-- Data extracts follows --

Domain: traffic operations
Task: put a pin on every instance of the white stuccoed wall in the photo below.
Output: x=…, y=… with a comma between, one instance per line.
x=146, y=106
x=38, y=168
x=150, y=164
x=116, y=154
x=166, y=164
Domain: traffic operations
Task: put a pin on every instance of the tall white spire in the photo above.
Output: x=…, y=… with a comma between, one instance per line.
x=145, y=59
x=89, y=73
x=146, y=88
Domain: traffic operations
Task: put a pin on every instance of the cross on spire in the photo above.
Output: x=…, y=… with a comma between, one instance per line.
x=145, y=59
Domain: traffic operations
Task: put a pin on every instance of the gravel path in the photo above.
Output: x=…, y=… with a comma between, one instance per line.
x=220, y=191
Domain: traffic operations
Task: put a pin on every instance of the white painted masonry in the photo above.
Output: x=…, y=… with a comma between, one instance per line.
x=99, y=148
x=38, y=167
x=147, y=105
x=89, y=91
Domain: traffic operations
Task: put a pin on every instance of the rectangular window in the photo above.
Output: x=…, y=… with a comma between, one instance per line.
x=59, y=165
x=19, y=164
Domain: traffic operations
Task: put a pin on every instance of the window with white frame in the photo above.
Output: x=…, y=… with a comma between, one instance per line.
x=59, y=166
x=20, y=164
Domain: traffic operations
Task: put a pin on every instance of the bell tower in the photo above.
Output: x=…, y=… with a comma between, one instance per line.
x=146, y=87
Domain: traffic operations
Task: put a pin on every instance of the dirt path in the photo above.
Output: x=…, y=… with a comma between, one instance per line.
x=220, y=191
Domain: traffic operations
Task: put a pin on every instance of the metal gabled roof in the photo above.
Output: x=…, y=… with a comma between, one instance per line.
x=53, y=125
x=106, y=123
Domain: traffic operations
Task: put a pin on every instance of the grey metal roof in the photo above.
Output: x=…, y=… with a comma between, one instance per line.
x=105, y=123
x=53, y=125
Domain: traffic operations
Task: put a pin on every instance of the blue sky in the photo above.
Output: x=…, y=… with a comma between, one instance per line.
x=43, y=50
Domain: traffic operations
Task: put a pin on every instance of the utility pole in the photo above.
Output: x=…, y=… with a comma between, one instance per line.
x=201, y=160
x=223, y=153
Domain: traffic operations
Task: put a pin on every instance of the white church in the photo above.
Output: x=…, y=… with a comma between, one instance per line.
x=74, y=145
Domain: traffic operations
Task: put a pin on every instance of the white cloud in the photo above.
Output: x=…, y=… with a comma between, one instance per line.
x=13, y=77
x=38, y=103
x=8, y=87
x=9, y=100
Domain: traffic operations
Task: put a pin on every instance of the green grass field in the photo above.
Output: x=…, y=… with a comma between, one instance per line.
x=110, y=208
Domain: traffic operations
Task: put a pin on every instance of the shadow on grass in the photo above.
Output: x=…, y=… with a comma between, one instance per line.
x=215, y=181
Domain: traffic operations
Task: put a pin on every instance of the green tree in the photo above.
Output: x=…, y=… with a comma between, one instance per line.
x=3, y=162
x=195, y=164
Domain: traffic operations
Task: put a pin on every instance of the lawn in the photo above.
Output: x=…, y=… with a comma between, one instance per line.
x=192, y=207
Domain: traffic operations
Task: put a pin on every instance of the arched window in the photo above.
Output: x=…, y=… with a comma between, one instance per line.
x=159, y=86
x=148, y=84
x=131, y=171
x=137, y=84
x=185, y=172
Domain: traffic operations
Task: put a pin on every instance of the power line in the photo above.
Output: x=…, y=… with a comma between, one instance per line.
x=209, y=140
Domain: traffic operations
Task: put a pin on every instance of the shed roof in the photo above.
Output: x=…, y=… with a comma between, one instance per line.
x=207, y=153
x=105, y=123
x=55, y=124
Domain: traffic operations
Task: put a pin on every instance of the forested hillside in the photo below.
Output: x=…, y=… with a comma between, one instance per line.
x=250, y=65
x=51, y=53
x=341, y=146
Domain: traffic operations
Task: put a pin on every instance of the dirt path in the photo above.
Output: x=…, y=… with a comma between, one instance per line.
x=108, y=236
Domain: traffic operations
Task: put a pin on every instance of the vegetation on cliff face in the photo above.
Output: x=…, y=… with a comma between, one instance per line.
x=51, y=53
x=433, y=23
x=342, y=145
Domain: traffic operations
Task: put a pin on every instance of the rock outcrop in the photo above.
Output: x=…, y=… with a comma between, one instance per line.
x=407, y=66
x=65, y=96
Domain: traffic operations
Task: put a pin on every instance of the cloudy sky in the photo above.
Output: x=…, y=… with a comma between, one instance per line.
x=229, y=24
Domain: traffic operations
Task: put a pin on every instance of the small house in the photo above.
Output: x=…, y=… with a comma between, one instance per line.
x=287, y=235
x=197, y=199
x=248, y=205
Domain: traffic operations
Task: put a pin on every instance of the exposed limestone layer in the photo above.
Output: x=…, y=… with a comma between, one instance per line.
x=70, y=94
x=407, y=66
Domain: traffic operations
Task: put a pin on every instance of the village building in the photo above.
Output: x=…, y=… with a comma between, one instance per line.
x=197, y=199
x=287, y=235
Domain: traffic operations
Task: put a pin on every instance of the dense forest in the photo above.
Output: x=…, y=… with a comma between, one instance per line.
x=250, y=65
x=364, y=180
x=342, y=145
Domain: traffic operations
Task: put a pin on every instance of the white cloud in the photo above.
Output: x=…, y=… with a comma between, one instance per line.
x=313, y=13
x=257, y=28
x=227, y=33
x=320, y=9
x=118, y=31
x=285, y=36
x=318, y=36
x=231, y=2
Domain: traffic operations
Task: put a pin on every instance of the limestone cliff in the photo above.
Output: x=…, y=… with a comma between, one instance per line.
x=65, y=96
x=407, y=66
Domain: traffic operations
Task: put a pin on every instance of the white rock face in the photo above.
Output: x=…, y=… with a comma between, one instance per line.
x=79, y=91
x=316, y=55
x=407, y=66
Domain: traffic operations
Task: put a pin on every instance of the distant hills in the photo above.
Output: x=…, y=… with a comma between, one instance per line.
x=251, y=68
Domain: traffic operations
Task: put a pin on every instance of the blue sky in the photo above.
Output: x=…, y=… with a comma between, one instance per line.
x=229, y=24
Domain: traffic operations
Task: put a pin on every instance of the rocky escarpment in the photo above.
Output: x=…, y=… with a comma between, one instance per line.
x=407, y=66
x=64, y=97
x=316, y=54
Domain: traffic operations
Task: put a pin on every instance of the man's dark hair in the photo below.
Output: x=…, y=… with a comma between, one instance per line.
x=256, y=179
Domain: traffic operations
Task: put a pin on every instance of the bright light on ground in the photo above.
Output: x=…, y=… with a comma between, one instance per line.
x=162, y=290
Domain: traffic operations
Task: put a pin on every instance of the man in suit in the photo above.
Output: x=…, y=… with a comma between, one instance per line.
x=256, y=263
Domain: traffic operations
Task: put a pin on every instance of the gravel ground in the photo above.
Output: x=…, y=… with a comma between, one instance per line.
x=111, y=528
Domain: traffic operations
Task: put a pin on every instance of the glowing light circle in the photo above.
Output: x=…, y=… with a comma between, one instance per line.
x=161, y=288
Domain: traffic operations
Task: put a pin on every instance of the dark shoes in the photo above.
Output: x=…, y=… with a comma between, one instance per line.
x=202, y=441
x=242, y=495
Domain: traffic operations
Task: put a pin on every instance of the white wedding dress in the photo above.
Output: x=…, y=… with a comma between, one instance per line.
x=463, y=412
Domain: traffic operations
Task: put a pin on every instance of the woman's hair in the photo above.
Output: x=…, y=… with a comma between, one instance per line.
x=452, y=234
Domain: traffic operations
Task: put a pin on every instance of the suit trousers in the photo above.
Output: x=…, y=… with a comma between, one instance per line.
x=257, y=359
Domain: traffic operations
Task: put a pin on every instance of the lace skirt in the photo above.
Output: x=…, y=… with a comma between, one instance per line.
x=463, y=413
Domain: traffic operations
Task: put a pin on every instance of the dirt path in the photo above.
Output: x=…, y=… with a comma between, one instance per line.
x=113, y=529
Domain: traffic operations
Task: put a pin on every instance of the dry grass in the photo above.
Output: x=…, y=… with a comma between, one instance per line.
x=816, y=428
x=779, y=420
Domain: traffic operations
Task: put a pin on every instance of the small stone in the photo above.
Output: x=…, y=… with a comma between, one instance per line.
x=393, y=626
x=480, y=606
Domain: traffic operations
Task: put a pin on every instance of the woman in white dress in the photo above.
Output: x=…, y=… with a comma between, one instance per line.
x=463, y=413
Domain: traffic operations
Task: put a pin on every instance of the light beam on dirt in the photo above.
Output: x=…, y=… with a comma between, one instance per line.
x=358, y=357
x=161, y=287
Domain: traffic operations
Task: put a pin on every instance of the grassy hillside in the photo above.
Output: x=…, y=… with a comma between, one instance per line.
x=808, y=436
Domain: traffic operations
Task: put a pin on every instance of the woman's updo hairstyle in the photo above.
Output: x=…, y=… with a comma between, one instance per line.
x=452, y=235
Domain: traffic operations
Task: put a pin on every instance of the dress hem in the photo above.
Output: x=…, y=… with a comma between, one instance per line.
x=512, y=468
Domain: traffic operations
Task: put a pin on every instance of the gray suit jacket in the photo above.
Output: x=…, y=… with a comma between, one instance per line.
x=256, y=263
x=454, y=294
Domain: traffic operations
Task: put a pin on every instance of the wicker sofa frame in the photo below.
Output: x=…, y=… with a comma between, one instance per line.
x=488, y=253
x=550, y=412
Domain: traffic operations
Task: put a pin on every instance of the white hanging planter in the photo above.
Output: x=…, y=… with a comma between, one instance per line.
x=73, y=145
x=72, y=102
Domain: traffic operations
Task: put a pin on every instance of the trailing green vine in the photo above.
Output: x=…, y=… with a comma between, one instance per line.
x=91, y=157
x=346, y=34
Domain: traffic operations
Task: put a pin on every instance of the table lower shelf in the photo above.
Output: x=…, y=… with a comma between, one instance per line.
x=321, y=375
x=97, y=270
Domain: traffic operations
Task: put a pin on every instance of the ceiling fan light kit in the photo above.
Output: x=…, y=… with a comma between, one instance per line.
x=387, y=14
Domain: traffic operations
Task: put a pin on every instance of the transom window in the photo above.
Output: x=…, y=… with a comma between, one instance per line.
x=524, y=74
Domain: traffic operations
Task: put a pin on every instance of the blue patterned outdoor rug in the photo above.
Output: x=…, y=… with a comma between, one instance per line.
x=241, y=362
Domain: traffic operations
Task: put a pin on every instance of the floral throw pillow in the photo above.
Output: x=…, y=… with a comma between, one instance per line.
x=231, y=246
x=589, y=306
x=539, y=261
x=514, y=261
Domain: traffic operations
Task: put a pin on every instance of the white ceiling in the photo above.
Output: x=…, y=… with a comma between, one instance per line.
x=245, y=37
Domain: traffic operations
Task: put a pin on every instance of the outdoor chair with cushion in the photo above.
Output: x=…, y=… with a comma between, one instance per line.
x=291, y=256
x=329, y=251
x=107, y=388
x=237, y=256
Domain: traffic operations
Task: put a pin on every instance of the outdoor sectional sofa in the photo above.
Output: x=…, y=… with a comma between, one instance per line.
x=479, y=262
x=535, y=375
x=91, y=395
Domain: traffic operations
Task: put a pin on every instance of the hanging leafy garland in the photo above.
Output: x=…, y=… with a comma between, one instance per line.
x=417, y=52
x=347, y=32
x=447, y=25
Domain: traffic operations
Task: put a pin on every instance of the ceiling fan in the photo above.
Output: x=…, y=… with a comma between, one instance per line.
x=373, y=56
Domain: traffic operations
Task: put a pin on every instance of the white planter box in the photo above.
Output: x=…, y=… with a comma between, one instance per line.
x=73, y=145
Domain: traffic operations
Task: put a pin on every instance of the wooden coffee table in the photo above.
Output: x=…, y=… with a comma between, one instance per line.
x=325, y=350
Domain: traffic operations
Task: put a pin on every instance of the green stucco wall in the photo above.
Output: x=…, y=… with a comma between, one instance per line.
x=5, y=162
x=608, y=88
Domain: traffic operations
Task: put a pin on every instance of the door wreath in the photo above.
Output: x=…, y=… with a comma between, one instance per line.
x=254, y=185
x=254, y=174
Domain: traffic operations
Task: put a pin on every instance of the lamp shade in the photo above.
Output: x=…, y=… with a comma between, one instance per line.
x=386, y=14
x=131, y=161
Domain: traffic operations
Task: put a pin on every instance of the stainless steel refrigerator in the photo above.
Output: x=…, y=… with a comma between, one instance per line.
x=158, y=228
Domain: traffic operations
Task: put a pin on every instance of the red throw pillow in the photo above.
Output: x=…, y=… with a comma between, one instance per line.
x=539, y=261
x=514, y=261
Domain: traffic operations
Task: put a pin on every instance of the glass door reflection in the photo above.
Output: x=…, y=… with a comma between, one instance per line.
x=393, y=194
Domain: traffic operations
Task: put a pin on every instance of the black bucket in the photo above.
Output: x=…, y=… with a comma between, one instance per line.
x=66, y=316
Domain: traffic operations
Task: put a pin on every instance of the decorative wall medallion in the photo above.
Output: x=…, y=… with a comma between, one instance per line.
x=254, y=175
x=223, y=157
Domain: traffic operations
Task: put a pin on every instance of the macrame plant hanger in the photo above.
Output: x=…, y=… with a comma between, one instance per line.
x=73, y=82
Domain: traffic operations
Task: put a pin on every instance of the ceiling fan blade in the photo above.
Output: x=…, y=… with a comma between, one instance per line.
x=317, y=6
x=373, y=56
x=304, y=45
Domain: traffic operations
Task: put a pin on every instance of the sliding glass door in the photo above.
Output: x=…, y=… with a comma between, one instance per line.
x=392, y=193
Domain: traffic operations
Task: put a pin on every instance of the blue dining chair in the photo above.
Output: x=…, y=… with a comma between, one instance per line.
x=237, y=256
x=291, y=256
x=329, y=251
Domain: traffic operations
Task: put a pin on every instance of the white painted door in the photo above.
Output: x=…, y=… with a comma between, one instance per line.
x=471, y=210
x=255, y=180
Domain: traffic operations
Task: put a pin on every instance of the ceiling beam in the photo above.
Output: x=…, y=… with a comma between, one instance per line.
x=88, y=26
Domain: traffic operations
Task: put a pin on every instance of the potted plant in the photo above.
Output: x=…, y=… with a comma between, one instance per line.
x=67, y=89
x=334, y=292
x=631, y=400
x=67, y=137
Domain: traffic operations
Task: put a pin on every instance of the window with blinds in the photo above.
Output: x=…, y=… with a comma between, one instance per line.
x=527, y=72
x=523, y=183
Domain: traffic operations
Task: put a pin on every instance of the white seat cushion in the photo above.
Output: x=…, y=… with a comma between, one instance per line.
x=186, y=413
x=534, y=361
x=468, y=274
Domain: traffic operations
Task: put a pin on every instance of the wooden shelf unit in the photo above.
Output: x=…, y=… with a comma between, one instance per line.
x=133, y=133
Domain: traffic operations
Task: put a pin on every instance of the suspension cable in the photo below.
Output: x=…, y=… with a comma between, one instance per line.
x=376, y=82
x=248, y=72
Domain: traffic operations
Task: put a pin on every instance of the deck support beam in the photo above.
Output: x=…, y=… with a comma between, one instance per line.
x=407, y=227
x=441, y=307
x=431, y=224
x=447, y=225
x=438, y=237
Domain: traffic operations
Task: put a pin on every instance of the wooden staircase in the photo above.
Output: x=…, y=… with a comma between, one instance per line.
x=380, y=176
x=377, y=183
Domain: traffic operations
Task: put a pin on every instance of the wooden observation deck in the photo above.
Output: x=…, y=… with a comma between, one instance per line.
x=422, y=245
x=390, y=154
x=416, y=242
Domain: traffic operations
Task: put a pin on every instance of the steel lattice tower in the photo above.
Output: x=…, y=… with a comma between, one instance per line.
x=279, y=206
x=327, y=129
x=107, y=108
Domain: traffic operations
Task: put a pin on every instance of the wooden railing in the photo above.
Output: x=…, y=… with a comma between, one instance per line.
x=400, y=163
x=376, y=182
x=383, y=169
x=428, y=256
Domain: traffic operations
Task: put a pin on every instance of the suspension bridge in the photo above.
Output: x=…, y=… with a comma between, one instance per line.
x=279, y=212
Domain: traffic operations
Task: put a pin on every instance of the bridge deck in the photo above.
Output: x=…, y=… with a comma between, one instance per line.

-- Data extracts concluded --

### Task directions
Take the stretch of lines above from the one containing "Task: put a pin on every instance of the suit" through the one containing "Task: put a pin on every instance of the small stone" and repeat it exactly, adding no other line.

### Output of the task
Task: put a pin on every instance of the suit trousers in the photo above.
Output: x=…, y=… with a comma between, one instance per line.
x=257, y=359
Domain: traffic operations
Task: put a pin on every instance of the lace skirt in the photo above.
Output: x=…, y=… with a comma between, one instance per line.
x=463, y=413
Domain: traffic operations
Task: put a pin on every instance of the dirt path in the photo above.
Output: x=…, y=… with a comma between, one instance per line.
x=113, y=529
Domain: traffic operations
Task: put a pin on every instance of the dry grass in the photo above.
Output: x=…, y=… with a comma between, one instance per line.
x=816, y=428
x=779, y=420
Domain: traffic operations
Task: put a pin on every instance of the small stone in the photo above.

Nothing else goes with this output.